What to produce:
Present the data once more in exactly its original form.

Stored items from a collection
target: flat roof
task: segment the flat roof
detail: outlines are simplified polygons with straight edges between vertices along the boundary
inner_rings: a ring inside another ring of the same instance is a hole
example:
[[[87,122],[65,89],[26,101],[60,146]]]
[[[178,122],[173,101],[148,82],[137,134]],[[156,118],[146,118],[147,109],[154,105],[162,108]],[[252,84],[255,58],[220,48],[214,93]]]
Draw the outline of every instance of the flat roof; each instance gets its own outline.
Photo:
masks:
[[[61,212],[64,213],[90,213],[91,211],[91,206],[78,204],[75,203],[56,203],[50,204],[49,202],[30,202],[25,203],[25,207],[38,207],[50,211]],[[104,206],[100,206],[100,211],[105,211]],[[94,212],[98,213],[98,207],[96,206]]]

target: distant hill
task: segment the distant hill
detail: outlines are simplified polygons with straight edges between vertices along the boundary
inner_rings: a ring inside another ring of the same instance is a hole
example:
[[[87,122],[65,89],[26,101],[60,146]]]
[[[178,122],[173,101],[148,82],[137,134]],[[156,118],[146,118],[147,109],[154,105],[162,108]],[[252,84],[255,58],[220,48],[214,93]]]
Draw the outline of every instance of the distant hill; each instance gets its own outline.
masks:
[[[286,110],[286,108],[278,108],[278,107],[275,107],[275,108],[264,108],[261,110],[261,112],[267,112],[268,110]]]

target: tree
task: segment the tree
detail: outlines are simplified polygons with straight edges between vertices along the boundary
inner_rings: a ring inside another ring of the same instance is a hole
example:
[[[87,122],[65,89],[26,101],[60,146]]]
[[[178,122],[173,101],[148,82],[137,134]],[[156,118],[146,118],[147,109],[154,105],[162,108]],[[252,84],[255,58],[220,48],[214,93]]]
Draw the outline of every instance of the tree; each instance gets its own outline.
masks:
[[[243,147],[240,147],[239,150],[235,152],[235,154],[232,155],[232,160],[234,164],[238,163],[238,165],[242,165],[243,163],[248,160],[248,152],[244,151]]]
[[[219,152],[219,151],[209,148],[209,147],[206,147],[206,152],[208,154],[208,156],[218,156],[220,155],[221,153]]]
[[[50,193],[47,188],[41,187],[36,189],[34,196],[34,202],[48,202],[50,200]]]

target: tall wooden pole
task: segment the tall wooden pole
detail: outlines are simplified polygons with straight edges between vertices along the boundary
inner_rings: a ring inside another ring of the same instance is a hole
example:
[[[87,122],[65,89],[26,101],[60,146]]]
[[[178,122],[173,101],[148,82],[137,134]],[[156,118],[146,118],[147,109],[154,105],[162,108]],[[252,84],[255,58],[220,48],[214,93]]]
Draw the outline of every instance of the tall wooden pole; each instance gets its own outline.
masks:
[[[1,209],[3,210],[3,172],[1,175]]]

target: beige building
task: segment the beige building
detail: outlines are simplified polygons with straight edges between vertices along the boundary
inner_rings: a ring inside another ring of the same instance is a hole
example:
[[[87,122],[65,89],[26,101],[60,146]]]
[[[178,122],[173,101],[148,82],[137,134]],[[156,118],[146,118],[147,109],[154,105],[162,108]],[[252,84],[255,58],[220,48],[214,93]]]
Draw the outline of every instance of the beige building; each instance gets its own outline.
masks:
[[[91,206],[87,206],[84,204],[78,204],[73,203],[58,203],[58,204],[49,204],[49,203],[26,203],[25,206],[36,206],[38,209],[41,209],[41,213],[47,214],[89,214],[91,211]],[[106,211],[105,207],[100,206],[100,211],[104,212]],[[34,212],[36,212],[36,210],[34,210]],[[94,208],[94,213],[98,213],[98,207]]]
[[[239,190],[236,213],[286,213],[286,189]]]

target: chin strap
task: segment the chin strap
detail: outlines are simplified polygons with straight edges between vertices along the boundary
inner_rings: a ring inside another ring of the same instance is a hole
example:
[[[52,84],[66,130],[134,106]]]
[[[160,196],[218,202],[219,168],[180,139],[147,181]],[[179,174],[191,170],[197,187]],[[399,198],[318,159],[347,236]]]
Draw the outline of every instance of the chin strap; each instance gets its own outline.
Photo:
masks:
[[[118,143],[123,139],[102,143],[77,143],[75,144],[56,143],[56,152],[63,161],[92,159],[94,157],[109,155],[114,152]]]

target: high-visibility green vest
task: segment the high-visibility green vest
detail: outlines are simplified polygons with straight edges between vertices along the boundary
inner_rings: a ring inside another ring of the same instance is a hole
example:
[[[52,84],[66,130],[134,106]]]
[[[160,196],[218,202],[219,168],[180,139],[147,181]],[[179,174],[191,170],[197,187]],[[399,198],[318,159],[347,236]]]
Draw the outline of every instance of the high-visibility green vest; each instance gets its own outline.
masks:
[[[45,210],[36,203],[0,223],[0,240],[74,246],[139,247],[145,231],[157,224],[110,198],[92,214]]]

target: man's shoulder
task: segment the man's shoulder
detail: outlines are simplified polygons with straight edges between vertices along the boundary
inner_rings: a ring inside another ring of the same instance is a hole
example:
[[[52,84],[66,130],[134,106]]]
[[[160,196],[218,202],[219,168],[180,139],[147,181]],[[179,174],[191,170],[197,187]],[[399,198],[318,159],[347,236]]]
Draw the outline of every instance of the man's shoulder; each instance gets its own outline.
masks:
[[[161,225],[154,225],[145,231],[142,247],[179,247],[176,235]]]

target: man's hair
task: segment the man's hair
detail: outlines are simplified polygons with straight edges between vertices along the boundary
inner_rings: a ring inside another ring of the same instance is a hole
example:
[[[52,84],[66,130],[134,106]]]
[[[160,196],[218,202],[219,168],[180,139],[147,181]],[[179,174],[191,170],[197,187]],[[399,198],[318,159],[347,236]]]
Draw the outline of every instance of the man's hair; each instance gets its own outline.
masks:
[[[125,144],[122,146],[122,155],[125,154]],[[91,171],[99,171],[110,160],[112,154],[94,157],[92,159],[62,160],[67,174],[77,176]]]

Expected output:
target: flat roof
task: segment the flat roof
detail: outlines are simplified polygons with straight edges between vertices along the boundary
inner_rings: a ring inside another ring of the same instance is a hole
example:
[[[87,122],[65,89],[26,101],[60,146]]]
[[[178,122],[173,101],[148,82],[137,134]],[[156,118],[146,118],[147,109],[154,105],[162,108]],[[252,84],[255,58],[220,48],[214,93]]]
Draw the outline of every instance of the flat roof; each instance gets its own outline.
Photo:
masks:
[[[61,212],[64,213],[90,213],[91,211],[91,206],[78,204],[75,203],[56,203],[50,204],[49,202],[30,202],[25,203],[25,207],[38,207],[50,211]],[[104,206],[100,206],[100,211],[105,211]],[[94,212],[98,213],[98,207],[96,206]]]

target: distant hill
task: segment the distant hill
detail: outlines are simplified polygons with straight edges between vertices along the boundary
inner_rings: a ring inside another ring of the same instance is a hole
example:
[[[87,122],[65,89],[26,101],[60,146]]]
[[[178,122],[173,101],[148,82],[137,134]],[[156,118],[146,118],[147,109],[154,105],[162,108]],[[252,84],[255,58],[220,48],[214,93]]]
Draw the outline of every instance of the distant hill; each instance gets its own outline.
masks:
[[[286,110],[286,108],[278,108],[278,107],[275,107],[275,108],[264,108],[261,110],[261,112],[267,112],[268,110]]]

target: tree
task: segment the tree
detail: outlines are simplified polygons with straight edges between vertices along the boundary
inner_rings: a ring inside another ring of the same instance is a hole
example:
[[[87,122],[65,89],[26,101],[60,146]]]
[[[178,122],[173,101],[148,82],[137,134]],[[156,118],[146,118],[147,109],[154,105],[162,108]],[[252,84],[255,58],[220,48],[214,93]]]
Draw the outline of every instance of the tree; each instance gets its own outline.
masks:
[[[243,147],[240,147],[239,150],[235,152],[235,154],[232,155],[232,160],[234,164],[238,163],[238,165],[242,165],[243,163],[248,160],[248,152],[244,151]]]
[[[219,152],[219,151],[209,148],[209,147],[206,147],[206,152],[208,154],[208,156],[218,156],[220,155],[221,153]]]
[[[50,193],[47,188],[41,187],[36,189],[34,196],[34,202],[48,202],[50,200]]]

target: tall wooden pole
task: segment the tall wooden pole
detail: outlines are simplified polygons with straight edges between vertices along the boundary
inner_rings: a ring inside another ring of the same instance is a hole
example:
[[[87,122],[65,89],[26,101],[60,146]]]
[[[178,122],[173,101],[148,82],[137,134]],[[156,118],[146,118],[147,109],[154,105],[162,108]],[[252,84],[255,58],[220,48],[214,93]]]
Draw the outline of every instance of the tall wooden pole; each instance gets its own outline.
masks:
[[[1,209],[3,210],[3,172],[1,175]]]

target: beige building
task: segment the beige building
detail: outlines are simplified polygons with straight edges between vertices along the boundary
inner_rings: a ring inside another ring of the same instance is a hole
example:
[[[87,122],[65,89],[26,101],[60,146]]]
[[[178,122],[173,101],[148,82],[137,134]],[[156,118],[146,118],[147,109],[154,105],[162,108]],[[252,84],[255,58],[220,48],[214,93]]]
Draw the outline of every instance of the beige building; each instance gets its own outline.
masks:
[[[91,206],[87,206],[84,204],[78,204],[73,203],[58,203],[58,204],[49,204],[49,203],[26,203],[25,206],[36,206],[38,209],[41,209],[41,213],[47,214],[89,214],[91,211]],[[106,211],[105,207],[100,206],[100,211],[104,212]],[[34,212],[36,212],[36,210],[34,210]],[[94,208],[94,213],[98,213],[98,207]]]
[[[239,190],[236,213],[286,213],[286,189]]]

target: chin strap
task: segment the chin strap
detail: outlines are simplified polygons with straight edges between vertices along the boundary
inner_rings: a ring inside another ring of the same instance is a hole
example:
[[[52,84],[66,130],[134,106]]]
[[[160,196],[218,202],[219,168],[180,139],[147,181]],[[179,174],[191,170],[197,187]],[[399,198],[318,159],[347,236]]]
Draw the outline of every instance of the chin strap; each instance gets its own outline.
Photo:
masks:
[[[118,143],[123,139],[102,143],[77,143],[75,144],[56,143],[56,152],[63,161],[92,159],[94,157],[109,155],[114,152]]]

target: high-visibility green vest
task: segment the high-visibility green vest
detail: outlines are simplified polygons with straight edges between vertices along the boundary
inner_rings: a ring inside another ring of the same instance is a hole
example:
[[[52,84],[66,130],[134,106]]]
[[[160,196],[218,202],[219,168],[180,139],[147,181]],[[179,174],[191,170],[197,187]],[[399,198],[318,159],[347,236]]]
Draw the outline of every instance of the high-visibility green vest; each instance gets its own outline.
masks:
[[[45,210],[36,203],[0,223],[0,240],[74,246],[139,247],[145,231],[157,224],[110,198],[92,214]]]

target: man's shoulder
task: segment the man's shoulder
detail: outlines are simplified polygons with straight edges between vertices along the boundary
inner_rings: a ring inside another ring of the same instance is a hole
example:
[[[52,84],[66,130],[134,106]]]
[[[160,196],[218,202],[219,168],[180,139],[147,181]],[[179,174],[191,170],[197,187]],[[399,198],[318,159],[347,236]]]
Draw the outline of every instance of the man's shoulder; each instance gets its own outline.
masks:
[[[161,225],[154,225],[145,231],[142,247],[179,247],[176,235]]]

target: man's hair
task: segment the man's hair
detail: outlines are simplified polygons with straight edges between vertices along the boundary
inner_rings: a ring inside another ring of the same instance is a hole
example:
[[[52,84],[66,130],[134,106]]]
[[[160,196],[218,202],[219,168],[180,139],[147,181]],[[179,174],[191,170],[197,187]],[[399,198],[318,159],[347,236]]]
Draw the outline of every instance of the man's hair; each instance gets its own outline.
masks:
[[[125,144],[122,146],[122,155],[125,154]],[[91,171],[99,171],[110,160],[112,154],[94,157],[92,159],[62,160],[67,174],[77,176]]]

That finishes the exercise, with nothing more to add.